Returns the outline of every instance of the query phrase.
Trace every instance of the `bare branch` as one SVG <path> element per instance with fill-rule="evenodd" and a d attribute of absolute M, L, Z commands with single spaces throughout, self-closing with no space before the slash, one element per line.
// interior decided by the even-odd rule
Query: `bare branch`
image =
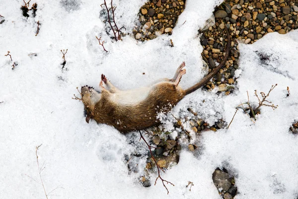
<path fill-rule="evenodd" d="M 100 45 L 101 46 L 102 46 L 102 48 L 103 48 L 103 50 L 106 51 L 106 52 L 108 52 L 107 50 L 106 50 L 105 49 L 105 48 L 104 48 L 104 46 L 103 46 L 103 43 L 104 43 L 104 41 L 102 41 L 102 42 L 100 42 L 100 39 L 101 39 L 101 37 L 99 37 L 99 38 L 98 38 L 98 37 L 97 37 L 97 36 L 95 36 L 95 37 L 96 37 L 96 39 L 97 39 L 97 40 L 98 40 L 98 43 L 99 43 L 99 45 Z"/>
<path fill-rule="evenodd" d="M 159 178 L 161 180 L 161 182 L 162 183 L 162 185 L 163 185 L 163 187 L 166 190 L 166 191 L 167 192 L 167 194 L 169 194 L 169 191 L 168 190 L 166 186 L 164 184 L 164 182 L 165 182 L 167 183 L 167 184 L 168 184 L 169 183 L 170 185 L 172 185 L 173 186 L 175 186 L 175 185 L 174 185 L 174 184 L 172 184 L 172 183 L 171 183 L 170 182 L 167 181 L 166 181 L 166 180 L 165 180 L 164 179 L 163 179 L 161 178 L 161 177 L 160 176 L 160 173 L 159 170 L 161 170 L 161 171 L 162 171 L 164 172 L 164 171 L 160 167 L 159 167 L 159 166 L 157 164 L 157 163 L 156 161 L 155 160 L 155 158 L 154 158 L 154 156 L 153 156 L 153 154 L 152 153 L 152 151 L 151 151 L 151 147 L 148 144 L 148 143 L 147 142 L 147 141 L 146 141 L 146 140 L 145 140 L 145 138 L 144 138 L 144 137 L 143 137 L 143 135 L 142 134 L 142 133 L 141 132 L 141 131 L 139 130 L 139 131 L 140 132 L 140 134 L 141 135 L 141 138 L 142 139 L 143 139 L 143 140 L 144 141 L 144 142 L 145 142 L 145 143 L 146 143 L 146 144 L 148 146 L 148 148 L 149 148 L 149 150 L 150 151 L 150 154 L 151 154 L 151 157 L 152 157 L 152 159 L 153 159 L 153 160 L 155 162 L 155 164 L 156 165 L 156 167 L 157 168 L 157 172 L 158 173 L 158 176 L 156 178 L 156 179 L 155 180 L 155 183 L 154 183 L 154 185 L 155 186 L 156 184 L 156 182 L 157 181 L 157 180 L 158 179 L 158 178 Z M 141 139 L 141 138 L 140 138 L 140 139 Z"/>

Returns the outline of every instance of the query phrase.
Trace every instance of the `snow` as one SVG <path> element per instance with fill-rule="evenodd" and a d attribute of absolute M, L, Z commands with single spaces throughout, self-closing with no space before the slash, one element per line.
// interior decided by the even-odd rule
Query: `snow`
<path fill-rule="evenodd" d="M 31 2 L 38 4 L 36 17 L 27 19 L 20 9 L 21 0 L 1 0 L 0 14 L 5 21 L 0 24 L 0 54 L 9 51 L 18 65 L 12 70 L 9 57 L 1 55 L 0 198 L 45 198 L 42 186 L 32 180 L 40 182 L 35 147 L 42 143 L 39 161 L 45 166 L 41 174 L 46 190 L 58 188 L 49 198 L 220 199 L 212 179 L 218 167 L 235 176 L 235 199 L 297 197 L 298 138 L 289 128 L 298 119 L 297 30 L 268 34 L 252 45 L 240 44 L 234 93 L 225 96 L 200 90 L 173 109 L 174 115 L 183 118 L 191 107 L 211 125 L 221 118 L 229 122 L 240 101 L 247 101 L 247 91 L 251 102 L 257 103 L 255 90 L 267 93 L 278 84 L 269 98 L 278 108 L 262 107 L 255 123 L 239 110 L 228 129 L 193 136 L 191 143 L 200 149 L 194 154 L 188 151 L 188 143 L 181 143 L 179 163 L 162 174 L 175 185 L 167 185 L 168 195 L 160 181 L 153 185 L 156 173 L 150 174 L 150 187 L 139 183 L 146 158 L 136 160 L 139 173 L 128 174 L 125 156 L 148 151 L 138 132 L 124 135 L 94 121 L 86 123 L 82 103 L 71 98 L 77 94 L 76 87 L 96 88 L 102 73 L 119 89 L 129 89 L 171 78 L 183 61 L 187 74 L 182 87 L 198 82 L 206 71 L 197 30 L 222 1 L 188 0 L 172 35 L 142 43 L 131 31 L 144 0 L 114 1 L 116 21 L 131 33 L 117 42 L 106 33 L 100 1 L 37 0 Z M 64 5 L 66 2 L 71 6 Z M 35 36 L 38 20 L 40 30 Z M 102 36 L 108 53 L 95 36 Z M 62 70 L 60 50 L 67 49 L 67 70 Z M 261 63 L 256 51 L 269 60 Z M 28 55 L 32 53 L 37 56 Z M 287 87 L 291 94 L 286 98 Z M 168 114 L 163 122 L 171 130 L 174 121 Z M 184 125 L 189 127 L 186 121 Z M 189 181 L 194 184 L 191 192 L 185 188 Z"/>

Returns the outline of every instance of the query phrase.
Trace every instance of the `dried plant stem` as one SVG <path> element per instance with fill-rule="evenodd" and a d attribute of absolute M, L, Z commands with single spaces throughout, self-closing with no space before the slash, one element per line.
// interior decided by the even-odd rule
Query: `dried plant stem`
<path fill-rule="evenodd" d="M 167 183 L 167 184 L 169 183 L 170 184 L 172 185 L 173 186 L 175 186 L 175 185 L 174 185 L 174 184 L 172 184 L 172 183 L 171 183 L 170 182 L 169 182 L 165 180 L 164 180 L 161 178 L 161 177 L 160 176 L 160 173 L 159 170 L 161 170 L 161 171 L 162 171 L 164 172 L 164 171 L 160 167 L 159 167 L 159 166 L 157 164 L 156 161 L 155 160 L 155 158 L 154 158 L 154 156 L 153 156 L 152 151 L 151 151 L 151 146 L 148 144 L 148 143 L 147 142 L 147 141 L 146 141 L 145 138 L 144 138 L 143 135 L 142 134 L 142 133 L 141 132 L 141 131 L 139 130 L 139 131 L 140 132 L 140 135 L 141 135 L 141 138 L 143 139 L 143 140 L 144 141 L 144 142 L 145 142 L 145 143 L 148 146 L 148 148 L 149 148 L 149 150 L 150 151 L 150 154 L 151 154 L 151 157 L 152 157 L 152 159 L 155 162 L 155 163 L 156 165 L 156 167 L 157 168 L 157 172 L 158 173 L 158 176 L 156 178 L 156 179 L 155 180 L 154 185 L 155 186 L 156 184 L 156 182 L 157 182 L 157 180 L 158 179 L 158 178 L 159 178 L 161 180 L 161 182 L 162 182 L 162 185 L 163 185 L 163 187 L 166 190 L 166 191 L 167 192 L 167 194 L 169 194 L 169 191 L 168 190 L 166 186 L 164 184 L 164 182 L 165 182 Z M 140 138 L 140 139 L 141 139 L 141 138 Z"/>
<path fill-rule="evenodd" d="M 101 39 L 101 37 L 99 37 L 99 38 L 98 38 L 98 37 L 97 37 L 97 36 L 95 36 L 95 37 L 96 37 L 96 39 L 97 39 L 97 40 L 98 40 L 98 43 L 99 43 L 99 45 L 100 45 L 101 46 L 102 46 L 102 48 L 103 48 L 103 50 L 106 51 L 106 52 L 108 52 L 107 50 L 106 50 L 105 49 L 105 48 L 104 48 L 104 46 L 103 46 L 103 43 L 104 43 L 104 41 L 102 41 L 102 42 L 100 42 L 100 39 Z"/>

------------------------------------------------------------------------

Task prompt :: Put everything from the start of the data down to the line containing "100 39 L 101", both ends included, into a Markdown table with the columns Row and Text, one numbered row per line and no blank lines. Leave the pictures out.

Output of the task ::
| Row | Text |
|---|---|
| 1 | Returns the outline of every instance of the query phrase. |
| 2 | Trace every instance of the `bare branch` as one SVG <path> element per instance with fill-rule="evenodd" and a d attribute of absolute M, L, Z commands with single spaces throughout, self-closing with no space before the slash, one element per line. |
| 3 | // interior decided by the even-odd rule |
| 4 | Query: `bare branch` |
| 5 | image = |
| 6 | <path fill-rule="evenodd" d="M 100 45 L 101 46 L 102 46 L 102 48 L 103 48 L 103 50 L 106 51 L 106 52 L 108 52 L 107 50 L 106 50 L 105 49 L 105 48 L 104 48 L 104 46 L 103 46 L 103 43 L 104 43 L 104 41 L 102 41 L 102 42 L 100 42 L 100 39 L 101 39 L 101 37 L 99 37 L 99 38 L 98 38 L 98 37 L 97 37 L 97 36 L 95 36 L 95 37 L 96 37 L 96 39 L 97 39 L 97 40 L 98 40 L 98 43 L 99 43 L 99 45 Z"/> |